## ABOUT THIS EXERCISE
Below are entries; count the lines among them that contain the word "number", and give only the count.
+++ DATA RECORDS
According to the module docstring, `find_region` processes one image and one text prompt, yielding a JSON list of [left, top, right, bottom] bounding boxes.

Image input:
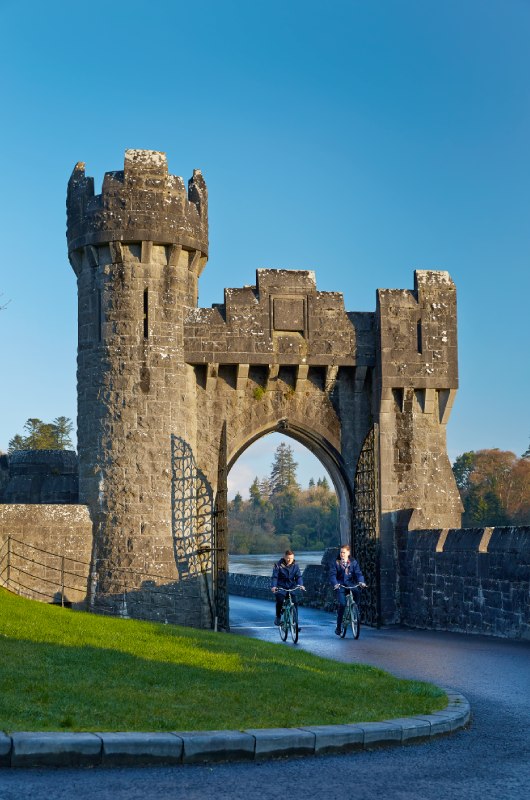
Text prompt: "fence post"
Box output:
[[61, 556, 65, 607], [122, 581, 128, 617], [6, 536, 11, 590]]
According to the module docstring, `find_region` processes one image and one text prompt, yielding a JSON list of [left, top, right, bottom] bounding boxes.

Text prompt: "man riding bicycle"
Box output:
[[330, 544, 366, 635], [271, 549, 305, 625]]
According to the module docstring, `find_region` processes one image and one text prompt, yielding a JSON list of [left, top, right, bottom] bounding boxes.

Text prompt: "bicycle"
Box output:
[[337, 583, 363, 639], [275, 586, 303, 643]]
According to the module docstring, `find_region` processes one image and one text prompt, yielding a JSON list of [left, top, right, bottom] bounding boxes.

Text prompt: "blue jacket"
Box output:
[[329, 557, 364, 588], [271, 558, 303, 590]]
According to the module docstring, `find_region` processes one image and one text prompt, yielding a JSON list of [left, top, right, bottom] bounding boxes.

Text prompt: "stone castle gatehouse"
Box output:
[[65, 149, 463, 629]]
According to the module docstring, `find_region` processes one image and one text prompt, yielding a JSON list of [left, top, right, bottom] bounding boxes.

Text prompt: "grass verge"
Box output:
[[0, 588, 446, 732]]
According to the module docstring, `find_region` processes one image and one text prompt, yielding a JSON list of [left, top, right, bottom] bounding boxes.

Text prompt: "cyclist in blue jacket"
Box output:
[[330, 544, 366, 635], [271, 549, 305, 625]]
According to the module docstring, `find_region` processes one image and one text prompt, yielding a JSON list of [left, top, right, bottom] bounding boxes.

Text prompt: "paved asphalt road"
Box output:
[[1, 597, 529, 800]]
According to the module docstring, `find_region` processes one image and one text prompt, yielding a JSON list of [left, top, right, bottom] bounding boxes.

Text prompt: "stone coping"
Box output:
[[0, 692, 470, 768]]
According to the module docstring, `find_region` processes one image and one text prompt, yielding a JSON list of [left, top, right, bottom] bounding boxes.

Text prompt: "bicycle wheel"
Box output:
[[340, 607, 349, 638], [289, 605, 299, 643], [350, 602, 360, 639], [280, 608, 289, 641]]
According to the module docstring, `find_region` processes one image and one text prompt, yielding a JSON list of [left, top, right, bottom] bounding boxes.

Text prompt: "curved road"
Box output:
[[1, 597, 529, 800]]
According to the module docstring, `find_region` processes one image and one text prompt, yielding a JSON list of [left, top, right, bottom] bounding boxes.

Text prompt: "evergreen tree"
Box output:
[[270, 442, 299, 494], [8, 434, 25, 452], [249, 478, 262, 508], [464, 486, 509, 527], [231, 492, 243, 513], [452, 452, 476, 492], [258, 477, 271, 499], [8, 417, 74, 453], [271, 486, 297, 536], [53, 416, 74, 449]]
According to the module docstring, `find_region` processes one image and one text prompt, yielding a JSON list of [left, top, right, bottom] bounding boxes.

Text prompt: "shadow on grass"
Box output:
[[0, 633, 445, 734]]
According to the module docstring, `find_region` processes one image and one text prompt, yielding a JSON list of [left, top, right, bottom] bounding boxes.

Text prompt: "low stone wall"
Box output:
[[228, 551, 337, 611], [0, 450, 79, 504], [228, 573, 273, 601], [0, 505, 211, 626], [0, 504, 92, 606], [399, 526, 530, 639]]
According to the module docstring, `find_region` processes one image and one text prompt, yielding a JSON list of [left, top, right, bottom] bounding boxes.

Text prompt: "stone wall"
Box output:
[[398, 527, 530, 639], [0, 505, 92, 606], [0, 505, 209, 626], [228, 573, 272, 601], [0, 455, 8, 499], [228, 549, 338, 612], [0, 451, 79, 504], [228, 570, 333, 610]]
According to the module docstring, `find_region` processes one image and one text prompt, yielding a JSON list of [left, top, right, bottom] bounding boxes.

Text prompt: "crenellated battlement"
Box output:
[[66, 149, 208, 259], [183, 268, 373, 367]]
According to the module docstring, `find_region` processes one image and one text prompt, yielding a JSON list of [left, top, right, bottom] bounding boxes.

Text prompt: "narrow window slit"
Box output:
[[416, 320, 423, 354], [97, 289, 102, 342], [143, 288, 149, 339]]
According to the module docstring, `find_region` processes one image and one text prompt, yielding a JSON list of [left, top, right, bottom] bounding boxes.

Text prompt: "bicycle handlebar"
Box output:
[[337, 583, 366, 589], [274, 586, 305, 594]]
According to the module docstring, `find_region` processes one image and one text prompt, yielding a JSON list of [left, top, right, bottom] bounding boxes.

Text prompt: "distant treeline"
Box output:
[[228, 440, 530, 555]]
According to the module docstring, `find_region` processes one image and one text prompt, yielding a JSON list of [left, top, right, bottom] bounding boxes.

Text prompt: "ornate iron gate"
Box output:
[[214, 422, 230, 631], [171, 435, 214, 623], [352, 423, 380, 626]]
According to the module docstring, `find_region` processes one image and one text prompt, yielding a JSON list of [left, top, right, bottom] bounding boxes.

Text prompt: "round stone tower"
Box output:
[[66, 149, 209, 623]]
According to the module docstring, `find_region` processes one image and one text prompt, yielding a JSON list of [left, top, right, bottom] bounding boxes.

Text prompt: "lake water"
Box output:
[[228, 551, 324, 576]]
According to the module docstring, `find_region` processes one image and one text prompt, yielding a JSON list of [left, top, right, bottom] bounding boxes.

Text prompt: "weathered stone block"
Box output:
[[244, 727, 315, 759], [10, 732, 102, 768], [178, 730, 255, 763], [298, 724, 364, 754], [99, 732, 183, 765]]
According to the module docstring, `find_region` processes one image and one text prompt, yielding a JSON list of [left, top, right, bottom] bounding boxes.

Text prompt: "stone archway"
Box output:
[[213, 421, 355, 632]]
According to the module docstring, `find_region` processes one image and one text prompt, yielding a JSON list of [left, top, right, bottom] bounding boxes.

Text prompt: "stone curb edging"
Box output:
[[0, 693, 470, 768]]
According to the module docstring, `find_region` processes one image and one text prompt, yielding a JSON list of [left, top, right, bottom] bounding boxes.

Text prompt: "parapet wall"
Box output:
[[0, 451, 79, 504], [398, 527, 530, 639], [185, 268, 375, 367], [67, 149, 208, 258]]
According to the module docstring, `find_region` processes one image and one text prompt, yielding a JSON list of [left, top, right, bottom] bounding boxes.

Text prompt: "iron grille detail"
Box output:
[[352, 423, 380, 626], [171, 435, 214, 623], [214, 422, 230, 631]]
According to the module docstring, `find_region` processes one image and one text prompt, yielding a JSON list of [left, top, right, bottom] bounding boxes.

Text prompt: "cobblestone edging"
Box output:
[[0, 692, 470, 768]]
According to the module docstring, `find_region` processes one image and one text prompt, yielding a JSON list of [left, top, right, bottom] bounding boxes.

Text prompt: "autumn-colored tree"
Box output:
[[452, 448, 530, 526]]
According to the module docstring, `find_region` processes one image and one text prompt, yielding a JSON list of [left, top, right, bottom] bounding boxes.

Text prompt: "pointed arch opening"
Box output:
[[225, 425, 352, 578]]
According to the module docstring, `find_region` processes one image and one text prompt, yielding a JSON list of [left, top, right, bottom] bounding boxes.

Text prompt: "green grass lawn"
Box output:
[[0, 588, 446, 732]]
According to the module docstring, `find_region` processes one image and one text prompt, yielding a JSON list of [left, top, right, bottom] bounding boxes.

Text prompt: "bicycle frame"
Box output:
[[337, 584, 362, 639], [275, 587, 302, 644]]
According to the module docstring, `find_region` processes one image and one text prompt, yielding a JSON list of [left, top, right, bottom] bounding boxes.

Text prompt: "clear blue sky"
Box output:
[[1, 0, 529, 498]]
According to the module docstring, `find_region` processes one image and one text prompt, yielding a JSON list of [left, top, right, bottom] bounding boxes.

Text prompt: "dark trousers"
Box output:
[[336, 586, 360, 627], [275, 592, 298, 618]]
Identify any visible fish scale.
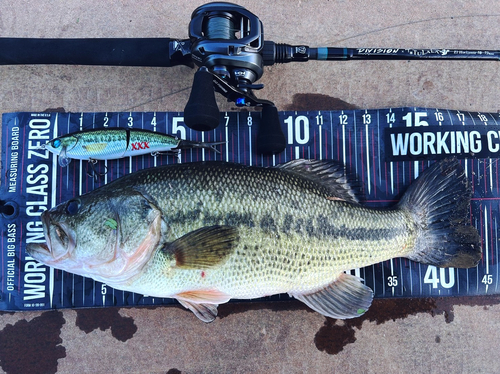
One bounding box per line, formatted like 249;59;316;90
121;162;413;297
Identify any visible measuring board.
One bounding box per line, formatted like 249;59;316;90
1;108;499;311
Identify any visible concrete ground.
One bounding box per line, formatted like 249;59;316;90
1;1;499;373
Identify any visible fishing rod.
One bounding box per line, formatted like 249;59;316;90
1;2;498;154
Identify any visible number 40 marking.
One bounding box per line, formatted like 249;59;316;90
423;266;455;289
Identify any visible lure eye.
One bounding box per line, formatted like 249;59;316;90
65;199;81;216
52;139;62;148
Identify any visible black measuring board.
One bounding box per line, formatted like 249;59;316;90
1;108;499;311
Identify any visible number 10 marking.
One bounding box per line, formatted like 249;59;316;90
285;115;310;145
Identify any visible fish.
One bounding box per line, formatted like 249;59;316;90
43;128;225;167
26;158;482;322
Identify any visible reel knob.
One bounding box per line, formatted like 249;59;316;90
184;67;220;131
257;105;286;154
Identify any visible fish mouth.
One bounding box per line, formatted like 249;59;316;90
26;241;51;259
26;210;76;262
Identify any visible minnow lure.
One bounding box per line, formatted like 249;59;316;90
43;128;225;167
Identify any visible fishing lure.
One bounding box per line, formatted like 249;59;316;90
43;128;225;167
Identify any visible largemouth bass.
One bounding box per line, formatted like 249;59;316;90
43;128;225;167
27;158;481;322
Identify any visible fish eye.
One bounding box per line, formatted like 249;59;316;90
65;199;81;215
52;139;62;148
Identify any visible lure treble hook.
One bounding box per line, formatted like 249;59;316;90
86;159;108;182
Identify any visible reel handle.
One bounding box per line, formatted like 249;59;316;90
183;67;220;131
257;105;286;154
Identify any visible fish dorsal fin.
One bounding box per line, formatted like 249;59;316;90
276;159;360;204
176;289;231;322
162;225;239;269
289;273;373;319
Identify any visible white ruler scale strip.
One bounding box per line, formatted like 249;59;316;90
496;216;499;293
49;113;59;308
365;113;371;195
485;206;490;293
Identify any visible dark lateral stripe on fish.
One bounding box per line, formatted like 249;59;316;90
167;211;257;227
165;210;402;242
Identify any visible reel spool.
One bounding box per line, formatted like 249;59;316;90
189;2;264;86
184;2;285;154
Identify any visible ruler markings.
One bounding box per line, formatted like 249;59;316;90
49;113;59;308
3;108;499;311
495;215;499;293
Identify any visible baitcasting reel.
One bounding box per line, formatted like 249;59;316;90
1;2;499;154
182;2;286;154
181;2;335;153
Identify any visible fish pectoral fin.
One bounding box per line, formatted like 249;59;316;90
163;225;239;269
289;273;373;319
177;299;219;323
176;289;231;323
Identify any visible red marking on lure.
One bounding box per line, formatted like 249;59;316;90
201;271;206;278
131;141;150;151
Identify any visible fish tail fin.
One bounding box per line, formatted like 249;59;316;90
399;158;482;268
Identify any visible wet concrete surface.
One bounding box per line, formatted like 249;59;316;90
1;1;499;373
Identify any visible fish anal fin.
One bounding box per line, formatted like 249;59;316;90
163;225;239;269
290;273;373;319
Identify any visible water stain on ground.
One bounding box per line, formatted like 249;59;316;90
284;93;359;111
219;295;500;355
314;295;500;355
166;369;182;374
0;296;497;372
43;107;66;113
0;310;66;374
218;299;310;319
75;308;137;342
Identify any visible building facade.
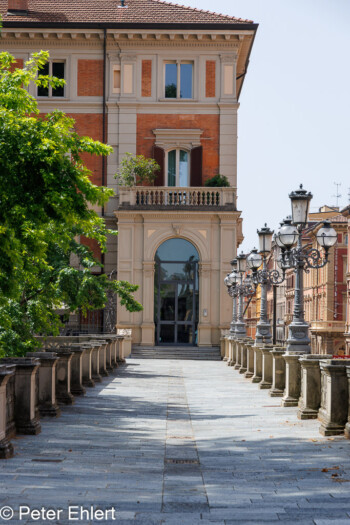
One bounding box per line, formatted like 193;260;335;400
1;0;257;346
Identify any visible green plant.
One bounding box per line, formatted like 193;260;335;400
204;174;230;187
115;153;160;186
0;51;142;357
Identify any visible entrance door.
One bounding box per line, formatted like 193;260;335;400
154;239;199;346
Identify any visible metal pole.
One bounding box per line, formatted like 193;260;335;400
235;275;247;338
230;293;237;336
273;284;277;345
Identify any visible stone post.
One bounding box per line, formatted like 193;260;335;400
239;339;251;375
281;353;303;407
227;336;235;366
298;354;332;420
55;349;74;405
80;344;95;388
26;352;61;417
223;335;230;361
110;336;119;368
69;347;86;396
244;343;255;379
270;347;286;397
0;365;15;459
97;340;109;377
345;367;350;439
234;339;242;370
91;342;103;383
1;357;41;435
116;335;126;363
220;333;226;359
260;345;274;389
318;359;350;436
252;345;263;383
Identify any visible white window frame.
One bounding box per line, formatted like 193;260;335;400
165;148;191;187
37;59;66;99
164;60;193;99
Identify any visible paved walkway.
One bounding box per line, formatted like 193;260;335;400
1;359;350;524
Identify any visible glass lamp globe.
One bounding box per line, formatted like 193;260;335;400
247;249;262;270
289;184;313;225
277;217;298;249
236;252;247;273
257;224;274;254
230;258;238;271
224;274;231;287
316;220;337;249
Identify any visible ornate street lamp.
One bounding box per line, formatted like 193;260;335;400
277;186;337;354
224;259;239;336
235;252;248;337
247;225;284;345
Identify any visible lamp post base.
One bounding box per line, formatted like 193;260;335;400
286;320;311;355
255;321;272;345
234;322;246;338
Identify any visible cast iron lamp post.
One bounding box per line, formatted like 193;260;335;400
224;259;238;336
247;225;285;345
277;185;337;354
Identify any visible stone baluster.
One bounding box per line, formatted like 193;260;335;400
297;354;332;419
0;357;41;435
69;346;86;396
55;348;74;405
260;345;274;389
27;352;61;417
244;342;255;379
252;345;263;384
281;353;303;407
0;365;15;459
234;340;242;370
239;339;252;375
91;342;103;383
270;347;286;397
80;344;95;387
318;359;350;436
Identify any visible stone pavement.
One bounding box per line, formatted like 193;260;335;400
1;359;350;524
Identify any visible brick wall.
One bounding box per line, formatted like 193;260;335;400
205;61;216;98
9;58;23;72
141;60;152;97
68;113;104;186
80;235;101;261
77;59;103;97
136;114;219;183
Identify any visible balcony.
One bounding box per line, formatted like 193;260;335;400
116;186;236;211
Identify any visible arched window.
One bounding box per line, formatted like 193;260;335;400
167;149;189;187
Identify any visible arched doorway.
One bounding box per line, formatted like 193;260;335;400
155;238;199;346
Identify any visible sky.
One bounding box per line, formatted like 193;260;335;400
183;0;350;252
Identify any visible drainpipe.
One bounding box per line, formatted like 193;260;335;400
101;28;107;271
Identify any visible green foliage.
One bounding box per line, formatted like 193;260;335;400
204;174;230;187
165;83;177;98
0;51;142;357
115;153;160;186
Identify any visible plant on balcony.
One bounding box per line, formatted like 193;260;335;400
204;174;230;187
0;51;142;357
116;153;160;186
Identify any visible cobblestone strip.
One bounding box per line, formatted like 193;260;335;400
162;364;209;514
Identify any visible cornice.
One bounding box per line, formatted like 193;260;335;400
114;210;241;220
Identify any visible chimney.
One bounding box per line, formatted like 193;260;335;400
8;0;28;13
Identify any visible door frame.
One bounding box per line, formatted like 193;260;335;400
155;260;198;346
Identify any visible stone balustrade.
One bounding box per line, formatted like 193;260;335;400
224;334;350;437
0;332;128;459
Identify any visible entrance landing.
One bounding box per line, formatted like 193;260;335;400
131;346;221;360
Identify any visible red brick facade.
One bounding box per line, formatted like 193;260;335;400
141;60;152;97
77;59;104;97
68;113;104;186
136;113;220;183
205;61;216;98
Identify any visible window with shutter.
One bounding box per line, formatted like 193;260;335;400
190;146;202;186
152;146;165;186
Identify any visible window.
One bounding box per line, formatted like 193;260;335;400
165;61;193;99
37;60;65;97
167;149;189;187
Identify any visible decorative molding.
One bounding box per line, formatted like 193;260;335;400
172;224;183;236
220;53;238;63
153;128;203;149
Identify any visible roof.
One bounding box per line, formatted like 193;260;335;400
1;0;255;26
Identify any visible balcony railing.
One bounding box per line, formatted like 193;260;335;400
116;186;236;210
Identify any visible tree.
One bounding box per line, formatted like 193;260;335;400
116;152;160;186
0;51;142;357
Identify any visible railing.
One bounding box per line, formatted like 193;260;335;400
116;186;236;209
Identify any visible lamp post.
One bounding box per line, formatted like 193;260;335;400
235;252;248;338
277;185;337;354
247;225;284;345
224;259;238;336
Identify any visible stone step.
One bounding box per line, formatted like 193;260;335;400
130;346;222;360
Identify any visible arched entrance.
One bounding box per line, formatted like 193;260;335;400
155;238;199;345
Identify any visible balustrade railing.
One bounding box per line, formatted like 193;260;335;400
117;186;235;208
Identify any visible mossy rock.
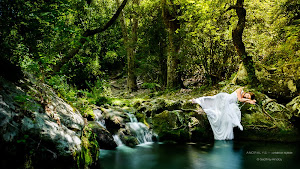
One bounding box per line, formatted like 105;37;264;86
256;63;299;103
152;110;190;142
182;101;197;109
100;107;126;134
134;99;167;117
134;112;150;128
153;110;177;129
165;100;183;111
88;121;117;150
286;96;300;117
120;135;139;148
263;100;291;119
76;126;100;169
234;62;299;103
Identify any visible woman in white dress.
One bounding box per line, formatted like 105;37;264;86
191;87;256;140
++++++
## ANSWER TO THIS TASK
2